■ **ABOUT THIS EXERCISE**: All entries must be given again in full, exactly as they were supplied.
************
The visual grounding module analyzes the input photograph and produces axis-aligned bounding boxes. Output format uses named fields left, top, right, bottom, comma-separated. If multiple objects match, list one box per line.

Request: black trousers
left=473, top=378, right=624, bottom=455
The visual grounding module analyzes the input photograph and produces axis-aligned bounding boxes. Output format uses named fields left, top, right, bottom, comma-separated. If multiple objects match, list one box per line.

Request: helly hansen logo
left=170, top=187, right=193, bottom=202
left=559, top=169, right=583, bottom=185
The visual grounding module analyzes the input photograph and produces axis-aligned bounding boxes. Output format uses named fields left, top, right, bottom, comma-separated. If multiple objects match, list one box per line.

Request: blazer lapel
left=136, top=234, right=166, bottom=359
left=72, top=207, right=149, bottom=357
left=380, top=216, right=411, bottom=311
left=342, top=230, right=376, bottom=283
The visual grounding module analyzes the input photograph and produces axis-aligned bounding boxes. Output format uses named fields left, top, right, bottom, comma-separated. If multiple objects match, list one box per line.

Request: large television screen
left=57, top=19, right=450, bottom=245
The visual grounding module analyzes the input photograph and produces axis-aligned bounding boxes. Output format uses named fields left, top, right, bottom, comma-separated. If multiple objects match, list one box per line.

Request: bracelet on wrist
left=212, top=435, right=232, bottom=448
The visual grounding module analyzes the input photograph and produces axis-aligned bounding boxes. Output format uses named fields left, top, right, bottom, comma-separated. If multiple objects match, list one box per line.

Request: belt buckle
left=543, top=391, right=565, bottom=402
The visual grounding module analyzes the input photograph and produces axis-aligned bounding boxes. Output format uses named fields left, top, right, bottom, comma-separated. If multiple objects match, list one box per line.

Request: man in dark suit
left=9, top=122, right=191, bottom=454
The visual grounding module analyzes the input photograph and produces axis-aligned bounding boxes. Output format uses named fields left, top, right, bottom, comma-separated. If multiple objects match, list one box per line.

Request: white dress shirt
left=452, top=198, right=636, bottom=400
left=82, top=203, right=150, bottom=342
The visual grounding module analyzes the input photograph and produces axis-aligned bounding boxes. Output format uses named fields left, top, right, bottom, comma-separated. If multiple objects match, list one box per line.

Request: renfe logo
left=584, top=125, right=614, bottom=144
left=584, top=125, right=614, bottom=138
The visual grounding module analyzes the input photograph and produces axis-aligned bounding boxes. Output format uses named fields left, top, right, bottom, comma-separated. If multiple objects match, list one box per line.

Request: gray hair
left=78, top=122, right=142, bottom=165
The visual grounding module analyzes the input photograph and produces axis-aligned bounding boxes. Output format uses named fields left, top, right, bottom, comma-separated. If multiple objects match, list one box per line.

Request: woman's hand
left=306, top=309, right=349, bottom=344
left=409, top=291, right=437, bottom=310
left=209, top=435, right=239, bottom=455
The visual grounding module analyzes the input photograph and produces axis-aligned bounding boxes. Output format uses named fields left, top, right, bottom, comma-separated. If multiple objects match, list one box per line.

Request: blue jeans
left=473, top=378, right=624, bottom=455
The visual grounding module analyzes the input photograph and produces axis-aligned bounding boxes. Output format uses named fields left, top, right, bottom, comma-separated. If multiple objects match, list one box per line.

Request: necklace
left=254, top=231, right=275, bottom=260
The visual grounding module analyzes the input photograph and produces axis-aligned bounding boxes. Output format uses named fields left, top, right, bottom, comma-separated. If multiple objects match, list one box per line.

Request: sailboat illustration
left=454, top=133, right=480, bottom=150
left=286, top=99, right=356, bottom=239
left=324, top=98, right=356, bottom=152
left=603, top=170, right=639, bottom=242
************
■ **EXERCISE ANSWER**:
The visual grounding module analyzes the input photograph and produces axis-aligned bounding boxes. Output format uses named fields left, top, right, bottom, comma-separated. If multiple objects match, list one box per line.

Request: black trousers
left=473, top=378, right=624, bottom=455
The visual grounding module analyzes the input photograph and produces axis-aligned bounding boxes. Output format uses named fields left, top, right, bottom, comma-separated. If multiple objects match, list one box per line.

Request: helly hansen logo
left=170, top=187, right=193, bottom=202
left=559, top=169, right=583, bottom=185
The visual grounding module analyzes the input photograph and produces axis-aligned bounding boxes. Output format uses named fields left, top, right, bottom, comma-separated. If multiple objects match, list one box per line.

Request: blazer lapel
left=136, top=234, right=166, bottom=359
left=72, top=207, right=149, bottom=357
left=380, top=216, right=411, bottom=311
left=342, top=230, right=376, bottom=283
The visual grounding module analyzes the input photograph and produces axis-aligned bounding boxes. Output format uses named fields left, top, right, bottom, comma-separated. If multiple objects match, list one box per line.

Request: large television screen
left=57, top=19, right=450, bottom=245
The visual grounding module analyzes the input photograph and produces axis-aligned bounding boxes. Output format uses named fields left, top, right, bottom, comma-separated. If multiple objects match, list one box per line.

Request: bracelet on wrist
left=212, top=435, right=232, bottom=448
The visual grounding module analyzes the input photograph and produces axis-aligned bounding boxes. Output format uses named fields left, top, right, bottom, comma-separated. If multiple objects match, list one box per line.

Request: belt buckle
left=543, top=391, right=565, bottom=402
The visual grounding module analyzes the input photograph and produces axis-aligned bounding boxes. Output format uses named fields left, top, right, bottom, comma-separated. If multiple objects match, list one box per line.

Request: man in dark suit
left=9, top=122, right=191, bottom=454
The visual grounding module analyzes the input photograph and produces axis-aligned bounding boxes. Output format uses named fields left, top, right, bottom, comma-separated. If multiple objects match, list one box per line.

Request: white dress shirt
left=452, top=198, right=636, bottom=400
left=82, top=203, right=150, bottom=342
The visual grounding module analyzes the input photograph and produces axis-aligned bounding boxes. Output format uses named fields left, top, right, bottom, comma-separated. If multiple objects match, list one box per line.

Request: renfe logo
left=584, top=125, right=614, bottom=144
left=584, top=125, right=614, bottom=138
The visual grounding module analyzes the input photograph and produces axis-aligned bounding boxes. Output format uses named fields left, top, right, bottom, comma-separated. If multiple objects match, list one box per line.

Request: gray hair
left=78, top=122, right=142, bottom=165
The visual grounding module analyzes the input photograph and produces axis-aligned bounding boxes. Output format uses named fields left, top, right, bottom, comma-separated. If multiple objects match, list one box per line.

Request: woman's hand
left=306, top=309, right=349, bottom=344
left=409, top=291, right=437, bottom=310
left=209, top=435, right=239, bottom=455
The visual grounding module analyzes the input photograph and produces axis-aligned bounding boxes. Output format uses named fields left, top, right, bottom, comma-separated. If multiple objects match, list one box per line.

Request: blue jeans
left=473, top=378, right=624, bottom=455
The visual grounding module analyzes the input photograph and produces axis-aligned bounding boxes. Output format uses named fields left, top, right, bottom, comma-separated. If multiple objects match, list one box per line.

Request: necklace
left=254, top=231, right=275, bottom=260
The visual grounding module analyzes the input photograph and produces axis-aligned bounding boxes. Output format uses named fields left, top, right, bottom, comma-separated. If multiple objects match, list one box per line.

Request: sailboat illustration
left=454, top=133, right=480, bottom=150
left=286, top=99, right=356, bottom=239
left=324, top=98, right=356, bottom=152
left=603, top=170, right=639, bottom=242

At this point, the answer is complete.